§ Requirement: An acceptable response holds only the line containing "Place one marker on each instance of the building" and every line after it to the end of the records, each reproduced exactly.

--- Records to use Enclosed Below ---

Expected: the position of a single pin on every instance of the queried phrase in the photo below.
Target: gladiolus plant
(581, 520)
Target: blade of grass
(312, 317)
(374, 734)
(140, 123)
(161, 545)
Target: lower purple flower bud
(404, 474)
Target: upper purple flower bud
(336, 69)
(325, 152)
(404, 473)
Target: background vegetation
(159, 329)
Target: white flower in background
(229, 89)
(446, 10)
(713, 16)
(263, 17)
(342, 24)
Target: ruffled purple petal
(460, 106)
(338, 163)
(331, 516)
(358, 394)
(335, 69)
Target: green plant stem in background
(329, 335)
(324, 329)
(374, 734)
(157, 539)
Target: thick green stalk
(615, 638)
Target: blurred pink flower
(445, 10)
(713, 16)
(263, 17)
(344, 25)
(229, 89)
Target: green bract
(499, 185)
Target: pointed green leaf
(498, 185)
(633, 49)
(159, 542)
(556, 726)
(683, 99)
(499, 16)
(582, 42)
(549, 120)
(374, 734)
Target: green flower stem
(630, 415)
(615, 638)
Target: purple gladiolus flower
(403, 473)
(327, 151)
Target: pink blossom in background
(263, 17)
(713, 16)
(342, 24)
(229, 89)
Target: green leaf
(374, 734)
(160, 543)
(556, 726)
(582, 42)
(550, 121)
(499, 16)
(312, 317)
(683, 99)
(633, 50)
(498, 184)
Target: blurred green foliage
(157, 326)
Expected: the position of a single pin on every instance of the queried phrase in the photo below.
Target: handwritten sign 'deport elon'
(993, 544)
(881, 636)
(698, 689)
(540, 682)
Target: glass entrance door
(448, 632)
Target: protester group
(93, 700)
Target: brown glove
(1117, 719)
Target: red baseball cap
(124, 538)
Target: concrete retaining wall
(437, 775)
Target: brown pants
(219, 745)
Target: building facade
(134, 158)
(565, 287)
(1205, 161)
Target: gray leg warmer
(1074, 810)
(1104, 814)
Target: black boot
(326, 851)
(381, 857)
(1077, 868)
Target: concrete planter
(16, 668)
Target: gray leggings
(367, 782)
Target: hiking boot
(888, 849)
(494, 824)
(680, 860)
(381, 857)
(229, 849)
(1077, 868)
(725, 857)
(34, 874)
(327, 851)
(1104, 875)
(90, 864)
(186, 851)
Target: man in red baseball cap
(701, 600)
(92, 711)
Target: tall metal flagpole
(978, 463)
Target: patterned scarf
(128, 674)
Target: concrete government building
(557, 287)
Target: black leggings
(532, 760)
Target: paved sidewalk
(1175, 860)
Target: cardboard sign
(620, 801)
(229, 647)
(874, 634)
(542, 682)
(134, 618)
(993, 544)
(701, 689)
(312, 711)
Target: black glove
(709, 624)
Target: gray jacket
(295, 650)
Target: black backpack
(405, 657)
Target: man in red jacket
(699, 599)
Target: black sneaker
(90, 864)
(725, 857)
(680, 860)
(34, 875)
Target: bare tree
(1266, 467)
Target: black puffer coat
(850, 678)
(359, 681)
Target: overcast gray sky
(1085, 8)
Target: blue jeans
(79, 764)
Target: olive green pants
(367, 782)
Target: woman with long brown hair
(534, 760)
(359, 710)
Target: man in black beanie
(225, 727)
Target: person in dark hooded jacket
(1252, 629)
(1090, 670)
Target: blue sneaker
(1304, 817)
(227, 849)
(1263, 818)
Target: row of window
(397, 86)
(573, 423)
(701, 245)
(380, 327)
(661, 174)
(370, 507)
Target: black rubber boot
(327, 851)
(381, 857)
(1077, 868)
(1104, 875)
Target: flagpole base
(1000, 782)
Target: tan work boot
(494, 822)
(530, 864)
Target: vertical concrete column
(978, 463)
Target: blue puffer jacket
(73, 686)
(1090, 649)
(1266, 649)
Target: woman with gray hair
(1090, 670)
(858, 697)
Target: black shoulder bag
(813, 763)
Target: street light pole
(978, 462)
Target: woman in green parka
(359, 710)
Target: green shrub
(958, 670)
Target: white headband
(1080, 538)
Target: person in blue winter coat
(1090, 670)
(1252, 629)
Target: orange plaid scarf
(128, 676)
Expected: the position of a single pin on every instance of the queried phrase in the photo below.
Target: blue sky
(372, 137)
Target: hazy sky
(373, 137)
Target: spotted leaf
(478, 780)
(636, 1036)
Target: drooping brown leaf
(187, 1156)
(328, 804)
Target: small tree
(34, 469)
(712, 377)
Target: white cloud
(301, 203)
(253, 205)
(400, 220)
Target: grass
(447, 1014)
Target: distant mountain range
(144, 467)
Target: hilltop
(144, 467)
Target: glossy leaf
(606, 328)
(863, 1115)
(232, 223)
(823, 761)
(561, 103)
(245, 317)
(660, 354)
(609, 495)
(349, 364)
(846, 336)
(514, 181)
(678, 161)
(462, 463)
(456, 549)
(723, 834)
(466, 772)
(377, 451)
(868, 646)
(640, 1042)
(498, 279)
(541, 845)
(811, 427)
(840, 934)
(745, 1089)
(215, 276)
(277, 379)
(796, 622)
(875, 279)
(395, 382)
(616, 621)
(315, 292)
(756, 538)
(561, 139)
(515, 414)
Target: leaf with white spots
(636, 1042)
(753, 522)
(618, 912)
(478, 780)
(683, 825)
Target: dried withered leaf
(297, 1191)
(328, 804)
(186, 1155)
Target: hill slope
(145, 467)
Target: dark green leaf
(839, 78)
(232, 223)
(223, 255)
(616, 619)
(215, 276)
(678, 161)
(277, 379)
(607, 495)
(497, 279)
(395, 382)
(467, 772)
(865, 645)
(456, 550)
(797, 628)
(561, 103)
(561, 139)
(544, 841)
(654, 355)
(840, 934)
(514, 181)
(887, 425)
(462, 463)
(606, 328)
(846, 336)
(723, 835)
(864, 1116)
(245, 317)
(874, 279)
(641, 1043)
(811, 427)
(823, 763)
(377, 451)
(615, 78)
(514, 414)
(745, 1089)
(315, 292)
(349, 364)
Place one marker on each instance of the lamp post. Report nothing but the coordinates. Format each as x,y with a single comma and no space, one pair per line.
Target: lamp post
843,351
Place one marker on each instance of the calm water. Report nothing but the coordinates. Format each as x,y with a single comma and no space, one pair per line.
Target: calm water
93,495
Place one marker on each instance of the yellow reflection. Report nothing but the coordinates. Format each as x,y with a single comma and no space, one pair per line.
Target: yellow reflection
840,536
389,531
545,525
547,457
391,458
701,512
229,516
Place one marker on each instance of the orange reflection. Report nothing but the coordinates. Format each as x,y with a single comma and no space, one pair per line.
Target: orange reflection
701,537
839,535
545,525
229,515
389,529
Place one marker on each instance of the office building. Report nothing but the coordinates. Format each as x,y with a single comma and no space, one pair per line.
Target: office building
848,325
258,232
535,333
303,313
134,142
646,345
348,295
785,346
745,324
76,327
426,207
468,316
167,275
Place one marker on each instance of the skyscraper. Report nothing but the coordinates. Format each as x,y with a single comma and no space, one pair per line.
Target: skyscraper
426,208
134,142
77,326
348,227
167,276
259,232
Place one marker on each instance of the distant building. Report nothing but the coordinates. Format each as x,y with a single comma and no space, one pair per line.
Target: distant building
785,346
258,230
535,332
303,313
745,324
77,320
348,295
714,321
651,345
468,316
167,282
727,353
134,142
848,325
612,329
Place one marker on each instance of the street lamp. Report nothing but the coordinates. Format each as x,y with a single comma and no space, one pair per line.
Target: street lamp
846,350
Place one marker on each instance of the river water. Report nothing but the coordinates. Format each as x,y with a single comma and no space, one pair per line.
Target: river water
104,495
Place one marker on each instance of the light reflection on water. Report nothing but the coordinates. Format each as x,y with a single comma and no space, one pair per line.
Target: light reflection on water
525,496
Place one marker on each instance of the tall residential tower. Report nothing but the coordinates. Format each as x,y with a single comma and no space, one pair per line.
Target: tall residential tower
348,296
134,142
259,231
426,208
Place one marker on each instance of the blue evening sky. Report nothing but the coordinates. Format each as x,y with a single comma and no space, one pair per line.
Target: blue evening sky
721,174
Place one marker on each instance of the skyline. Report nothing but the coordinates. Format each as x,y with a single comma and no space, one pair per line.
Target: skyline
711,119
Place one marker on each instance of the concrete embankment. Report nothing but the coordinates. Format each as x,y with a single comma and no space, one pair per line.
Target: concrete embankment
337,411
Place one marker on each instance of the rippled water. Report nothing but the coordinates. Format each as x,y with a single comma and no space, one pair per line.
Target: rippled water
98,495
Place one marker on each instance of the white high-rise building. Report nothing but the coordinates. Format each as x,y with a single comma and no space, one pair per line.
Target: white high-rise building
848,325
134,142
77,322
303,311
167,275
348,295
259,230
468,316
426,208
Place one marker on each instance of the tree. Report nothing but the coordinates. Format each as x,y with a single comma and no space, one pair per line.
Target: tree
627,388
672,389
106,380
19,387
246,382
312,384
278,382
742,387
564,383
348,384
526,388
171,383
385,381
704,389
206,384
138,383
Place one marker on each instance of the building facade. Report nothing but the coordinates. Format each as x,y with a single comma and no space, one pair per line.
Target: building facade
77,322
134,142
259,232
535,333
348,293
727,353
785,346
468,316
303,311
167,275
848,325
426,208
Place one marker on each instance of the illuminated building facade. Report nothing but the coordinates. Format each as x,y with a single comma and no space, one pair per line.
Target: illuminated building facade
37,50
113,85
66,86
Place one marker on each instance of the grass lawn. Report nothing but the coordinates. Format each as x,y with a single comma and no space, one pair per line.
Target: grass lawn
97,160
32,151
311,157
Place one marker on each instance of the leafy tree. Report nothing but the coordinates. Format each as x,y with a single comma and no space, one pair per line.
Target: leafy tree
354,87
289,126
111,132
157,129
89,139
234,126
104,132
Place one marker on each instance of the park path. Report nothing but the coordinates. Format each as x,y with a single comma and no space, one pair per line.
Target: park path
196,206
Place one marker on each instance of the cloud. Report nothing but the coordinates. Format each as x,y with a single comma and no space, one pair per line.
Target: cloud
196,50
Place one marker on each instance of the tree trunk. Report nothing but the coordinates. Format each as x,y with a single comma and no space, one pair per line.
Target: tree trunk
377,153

--- End of Enclosed Records to use ---

§ Finished task:
Place one marker on each instance of the building facade. Report nothing but the coordinates. Format each as x,y with a single comma and no space, one pair per line.
Target: building facade
77,322
134,142
259,232
535,333
348,293
727,353
785,346
468,316
303,311
167,275
848,325
426,208
Place one marker on each instance of the illuminated building facade. Report nothing but the coordinates. Format each as x,y with a single comma and no space, one pair per line.
Target: illuminated building facade
37,50
113,85
66,86
Place one marker on each instance of the grass lawn. Report nothing but the coordinates. Format each as x,y with a single comma and no space, one pair per line.
Target: grass lawn
97,160
32,151
311,157
Place one marker on each instance of the leafy tree. Report nothing but the coordinates. Format each as x,y with a single comma and no space, one pair per line.
Target: leafy tree
354,87
289,126
111,132
157,129
89,139
234,126
104,132
Place one marker on each instance of the park path. Report nothing but the coordinates. Format each as x,y with a single comma and no space, one pair per line.
Target: park path
196,206
Place one marker on each instance of the cloud. Report nothing but the coordinates. Format each as x,y with a single comma and no space, one pair per line.
Target: cloud
196,50
Place one marker on each instance of the tree trunk. Report nothing but the coordinates. Format each as x,y with a single comma and no space, one pair per line.
Target: tree trunk
377,153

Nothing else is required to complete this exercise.